▶ _Uit te voeren opdrachten_
a – Beantwoord deze vragen over de tekst over de uitstoot:
(i) Welk studiebureau heeft de tool 2050 Pathways Explorer ontwikkeld?
(ii) Tegen welk jaar is de uitstoot van de transportsector verwaarloosbaar?
(iii) In welk jaar wordt de verkoop van wagens met een verbrandingsmotor verboden?
b – Neem uit de tekst over de uitstoot het stuk van "We gebruiken daarvoor" tot "vervoer gehalveerd zijn." letterlijk over.

▶ _Bron_
Welk pad België de komende jaren zal volgen, ligt nog niet vast. Hoe snel moet de uitstoot van onze industrie, onze verplaatsingen en onze gebouwen dalen?
Bron: Climact, 2050 Pathways Explorer
We kunnen via simulaties een idee krijgen van welke trajecten nodig zijn om tot CO2-neutraliteit te komen.
We gebruiken daarvoor het centrale scenario van de tool 2050 Pathways Explorer, ontwikkeld door het studiebureau Climact. In de projectie dalen de emissies van alles sectoren drastisch.
Bron: Climact, 2050 Pathways Explorer
De uitstoot van de transportsector daalt fors, nadat hij drie decennia stabiel is gebleven. Tegen 2045 is hij verwaarloosbaar dankzij een versnelde metamorfose van het voertuigenpark.
Tegen 2035, het jaar waarin de verkoop van wagens met een verbrandingsmotor verboden wordt, zou de uitstoot van het vervoer gehalveerd zijn.

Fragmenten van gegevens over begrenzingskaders
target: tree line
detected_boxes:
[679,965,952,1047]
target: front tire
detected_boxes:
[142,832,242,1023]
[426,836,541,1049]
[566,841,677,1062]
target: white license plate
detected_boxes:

▶ _Opgeloste opdrachten_
a –
(i) Climact
(ii) 2045
(iii) 2035

b –
We gebruiken daarvoor het centrale scenario van de tool 2050 Pathways Explorer, ontwikkeld door het studiebureau Climact. In de projectie dalen de emissies van alles sectoren drastisch.
Bron: Climact, 2050 Pathways Explorer
De uitstoot van de transportsector daalt fors, nadat hij drie decennia stabiel is gebleven. Tegen 2045 is hij verwaarloosbaar dankzij een versnelde metamorfose van het voertuigenpark.
Tegen 2035, het jaar waarin de verkoop van wagens met een verbrandingsmotor verboden wordt, zou de uitstoot van het vervoer gehalveerd zijn.